> YOUR TASKS
A. Shorten the paragraph beginning "On February 20, 1991" in the article on Albanians in Italy below, keeping its main facts.
B. Write the next part of the article on Albanians in Italy, picking up after its final sentence.

Albanians question Italy’s ‘solidarity’ amid controversial migration deal

Albania's prime minister has said the solidarity Italy showed to his country in the '90's is the reason why he agreed to sign a controversial migration pact with Rome. But is this the full story, or just an 'advertising gimmick'?

Nearly 1,000 desperate Albanians stand aboard an abandoned ship on March 17, 1997, waiting for a possible departure for Italy.
Nearly 1,000 desperate Albanians stand aboard an abandoned ship on March 17, 1997, waiting for a possible departure for Italy. Photo by ERIC CABANIS / AFP.

On February 20, 1991, demonstrators in Tirana pulled down the immense statue of Albanian dictator Enver Hoxha, marking the end of the communist regime and sparking an emigration wave towards Italy.

Three decades later, Albanian Prime Minister Edi Rama says the “solidarity” Italy showed to his compatriots at the time is why he signed up to a controversial migration deal with Rome in November.

The Albanian community in Italy today is large – the second biggest from a non-EU country – and well-integrated.

But it has not always been, and critics accuse Rama of rewriting history.

READ ALSO: Italy approves controversial Albanian migrant deal

Hajri Kurti, who emigrated to Italy to escape poverty, says “integration was very difficult”.

“You were an illegal immigrant, you had no rights, you worked illegally. Sometimes I didn’t get paid”, the 50-year-old told AFP.

A banner reads “I’m an Albanian without legal status, all the same I cheer for Italy” at the Euro 2008 Championships Group C football match France vs. Italy in Zurich. Photo by JOHN MACDOUGALL / AFP.

“You had to be invisible. I was afraid when I saw a policeman in the street,” he said.

Now a partner in a maintenance company, it took the married father-of-one years to win the right to stay.

“There are prejudices, there is racism” in Italian society, he said.

> GIVEN RECORDS

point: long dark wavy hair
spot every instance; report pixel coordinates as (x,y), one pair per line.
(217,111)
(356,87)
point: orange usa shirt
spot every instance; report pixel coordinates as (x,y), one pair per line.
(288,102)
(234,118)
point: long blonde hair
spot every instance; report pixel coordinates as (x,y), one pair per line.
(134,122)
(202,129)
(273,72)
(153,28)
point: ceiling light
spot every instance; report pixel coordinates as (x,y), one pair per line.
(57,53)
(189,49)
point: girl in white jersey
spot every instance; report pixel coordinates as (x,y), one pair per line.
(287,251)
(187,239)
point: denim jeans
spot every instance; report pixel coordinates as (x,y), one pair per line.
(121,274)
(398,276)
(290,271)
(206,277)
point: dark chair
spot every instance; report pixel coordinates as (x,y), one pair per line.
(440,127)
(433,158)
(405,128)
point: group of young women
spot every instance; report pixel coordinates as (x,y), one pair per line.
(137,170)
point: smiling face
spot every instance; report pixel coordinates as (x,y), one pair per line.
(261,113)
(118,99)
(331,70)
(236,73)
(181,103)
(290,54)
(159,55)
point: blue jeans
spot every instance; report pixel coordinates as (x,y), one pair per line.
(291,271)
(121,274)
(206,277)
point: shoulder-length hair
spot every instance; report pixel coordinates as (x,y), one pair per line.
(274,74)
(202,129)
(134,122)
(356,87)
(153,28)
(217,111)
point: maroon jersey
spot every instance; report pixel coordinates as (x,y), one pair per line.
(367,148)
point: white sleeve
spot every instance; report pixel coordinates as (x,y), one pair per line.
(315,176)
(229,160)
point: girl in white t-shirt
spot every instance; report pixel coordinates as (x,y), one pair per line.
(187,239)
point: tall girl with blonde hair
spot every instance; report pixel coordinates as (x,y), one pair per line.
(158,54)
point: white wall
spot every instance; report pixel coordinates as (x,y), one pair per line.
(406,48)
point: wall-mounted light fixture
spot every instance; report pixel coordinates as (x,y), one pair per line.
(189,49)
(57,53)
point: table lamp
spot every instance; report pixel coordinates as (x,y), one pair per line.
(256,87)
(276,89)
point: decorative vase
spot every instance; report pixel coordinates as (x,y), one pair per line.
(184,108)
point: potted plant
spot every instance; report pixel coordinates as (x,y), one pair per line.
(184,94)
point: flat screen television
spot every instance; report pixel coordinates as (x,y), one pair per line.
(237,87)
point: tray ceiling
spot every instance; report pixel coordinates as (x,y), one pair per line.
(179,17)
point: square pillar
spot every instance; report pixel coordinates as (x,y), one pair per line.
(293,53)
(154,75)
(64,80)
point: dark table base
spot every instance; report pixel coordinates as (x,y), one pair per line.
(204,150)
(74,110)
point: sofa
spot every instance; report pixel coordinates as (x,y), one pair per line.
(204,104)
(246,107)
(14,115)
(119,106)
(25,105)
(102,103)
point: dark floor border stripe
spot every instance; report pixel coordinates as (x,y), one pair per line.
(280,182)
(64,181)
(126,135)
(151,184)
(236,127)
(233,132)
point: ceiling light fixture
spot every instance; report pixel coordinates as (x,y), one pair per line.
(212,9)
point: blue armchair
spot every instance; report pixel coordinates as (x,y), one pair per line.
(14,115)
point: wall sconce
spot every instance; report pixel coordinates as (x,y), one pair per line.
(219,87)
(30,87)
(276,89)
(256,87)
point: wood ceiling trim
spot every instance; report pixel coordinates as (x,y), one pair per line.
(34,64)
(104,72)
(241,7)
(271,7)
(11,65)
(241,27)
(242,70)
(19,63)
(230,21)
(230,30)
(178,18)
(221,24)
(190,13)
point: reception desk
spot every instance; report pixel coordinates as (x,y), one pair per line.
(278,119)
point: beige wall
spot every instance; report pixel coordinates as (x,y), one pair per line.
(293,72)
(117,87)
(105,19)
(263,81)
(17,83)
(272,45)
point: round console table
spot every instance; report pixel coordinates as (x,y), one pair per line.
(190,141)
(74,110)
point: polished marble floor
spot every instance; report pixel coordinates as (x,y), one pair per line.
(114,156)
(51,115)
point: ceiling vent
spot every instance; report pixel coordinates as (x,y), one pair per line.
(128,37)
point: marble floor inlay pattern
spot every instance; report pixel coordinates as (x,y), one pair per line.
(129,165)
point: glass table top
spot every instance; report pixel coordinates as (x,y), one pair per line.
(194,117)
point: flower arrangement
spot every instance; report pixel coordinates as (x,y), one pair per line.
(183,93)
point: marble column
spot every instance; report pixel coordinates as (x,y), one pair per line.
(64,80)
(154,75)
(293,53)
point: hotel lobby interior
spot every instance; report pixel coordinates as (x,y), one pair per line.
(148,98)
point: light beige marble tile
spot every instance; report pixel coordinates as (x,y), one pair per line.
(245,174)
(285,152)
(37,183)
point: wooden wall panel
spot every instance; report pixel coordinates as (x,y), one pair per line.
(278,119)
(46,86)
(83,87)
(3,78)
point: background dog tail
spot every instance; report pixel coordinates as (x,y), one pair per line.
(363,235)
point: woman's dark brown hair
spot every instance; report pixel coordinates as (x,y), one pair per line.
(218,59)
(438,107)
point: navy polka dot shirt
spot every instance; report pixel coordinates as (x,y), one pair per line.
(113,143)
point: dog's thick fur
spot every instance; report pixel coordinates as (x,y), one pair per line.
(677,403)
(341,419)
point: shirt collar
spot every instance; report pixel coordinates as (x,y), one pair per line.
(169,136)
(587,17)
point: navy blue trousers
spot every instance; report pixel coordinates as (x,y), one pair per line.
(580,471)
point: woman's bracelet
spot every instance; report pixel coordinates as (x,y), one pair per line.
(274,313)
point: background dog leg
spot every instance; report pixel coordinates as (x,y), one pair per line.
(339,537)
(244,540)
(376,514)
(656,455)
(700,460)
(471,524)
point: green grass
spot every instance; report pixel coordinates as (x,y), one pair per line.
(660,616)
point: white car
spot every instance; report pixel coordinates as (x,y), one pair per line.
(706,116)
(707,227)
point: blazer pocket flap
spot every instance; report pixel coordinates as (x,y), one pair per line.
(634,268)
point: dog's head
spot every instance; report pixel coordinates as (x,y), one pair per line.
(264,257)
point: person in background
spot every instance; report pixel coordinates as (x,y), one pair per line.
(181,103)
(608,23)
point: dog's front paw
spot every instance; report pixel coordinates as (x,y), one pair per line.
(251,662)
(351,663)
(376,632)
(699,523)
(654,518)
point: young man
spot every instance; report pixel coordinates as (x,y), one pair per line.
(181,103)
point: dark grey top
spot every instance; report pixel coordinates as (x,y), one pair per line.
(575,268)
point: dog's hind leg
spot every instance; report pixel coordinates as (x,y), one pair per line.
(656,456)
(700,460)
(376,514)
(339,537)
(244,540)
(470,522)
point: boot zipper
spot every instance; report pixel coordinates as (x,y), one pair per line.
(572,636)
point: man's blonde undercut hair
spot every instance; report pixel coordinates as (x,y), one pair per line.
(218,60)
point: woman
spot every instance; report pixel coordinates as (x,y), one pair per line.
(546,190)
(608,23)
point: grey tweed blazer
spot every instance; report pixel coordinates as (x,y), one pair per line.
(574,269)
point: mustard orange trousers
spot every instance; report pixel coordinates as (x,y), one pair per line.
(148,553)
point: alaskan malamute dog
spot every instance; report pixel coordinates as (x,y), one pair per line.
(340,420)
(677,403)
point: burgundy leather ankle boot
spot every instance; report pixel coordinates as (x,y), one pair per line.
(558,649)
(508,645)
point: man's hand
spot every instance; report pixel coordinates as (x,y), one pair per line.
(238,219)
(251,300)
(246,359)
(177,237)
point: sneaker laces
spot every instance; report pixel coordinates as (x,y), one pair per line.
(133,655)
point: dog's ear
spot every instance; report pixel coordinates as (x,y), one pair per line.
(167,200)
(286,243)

> RESPONSES IN ORDER
A. On February 20, 1991, protesters in Tirana toppled the huge statue of dictator Enver Hoxha, ending communist rule and setting off a wave of emigration to Italy.

B.
Betrayal

Italy, barely 70 kilometres (40 miles) across the Adriatic Sea from Albania, was seen as a Western country rich in opportunities.

Thousands of Albanians who arrived in March 1991 in the southern Italian port of Brindisi were welcomed warmly, said Edmond Godo, head of the Albanian cultural association Besa.

READ ALSO: How has Italy’s ‘anti-immigrant’ government changed the rules for foreigners?

The 57-year-old recalls how many locals left food for the new arrivals outside their front doors, including one young woman who opened her home to him.

“She invited me and my two friends to lunch, and after hearing the history of my country, she and her husband invited us to stay and sleep at their place,” he told AFP.

But some 20,000 other Albanians who arrived in August of the same year in Bari, a port just north of Brindisi, were not so lucky.

Albanians arrive in Brindisi on March 15, 1997 after crossing the Adriatic sea from Durres in Albania onboard the “Val Frio.” Photo by GERARD JULIEN / AFP.

The desperate migrants crowded onto their boat, the Vlora, were front-page news and the government feared more mass arrivals would follow.

After being detained for several days in a stadium in the city, the vast majority of them were repatriated.

The Albanians had been told they were being sent to another Italian city, and their forced return instead was seen as a betrayal.

By 1997, Italy had imposed a naval blockade on Albania, and Italian navy boats patrolled its waters.

The same year, more than 80 Albanians died or went missing after an Albanian ship carrying more than 120 people collided with an Italian navy vessel.

‘Advertising gimmick’

These are not memories Italian Prime Minister Giorgia Meloni or Rama want to dwell on.

Hard-right Meloni, elected in 2022 on an anti-migrant ticket, has pledged to slash the number of migrant boats arriving in Italy and needs to be seen to be tackling the issue, though these days the boats are no longer coming from Albania but mainly from North Africa.

Rama wants Rome to help speed up Albania’s entry into the European Union.

Italy’s Prime Minister, Giorgia Meloni and Albania’s Prime Minister Edi Rama sign an agreement on migration at Palazzo Chigi in Rome on November 6, 2023. Photo by Tiziana FABI / AFP.

Under the deal, Italy will open two centres in Albania to process people intercepted as they attempt to cross the central Mediterranean.

The centres will only be able to accommodate up to 3,000 people at a time while their asylum requests are being evaluated – often a lengthy process.

That is but a fraction of yearly arrivals. In 2023, over 150,000 people crossed from North Africa to Italy.

The plan has also been criticised by migrant rescue charities as likely to infringe international law.

For Albanian emigrant Kurti, the deal is little more than “an advertising gimmick”, intended to “mask the incapacity of the Italian government” to manage migrant flows.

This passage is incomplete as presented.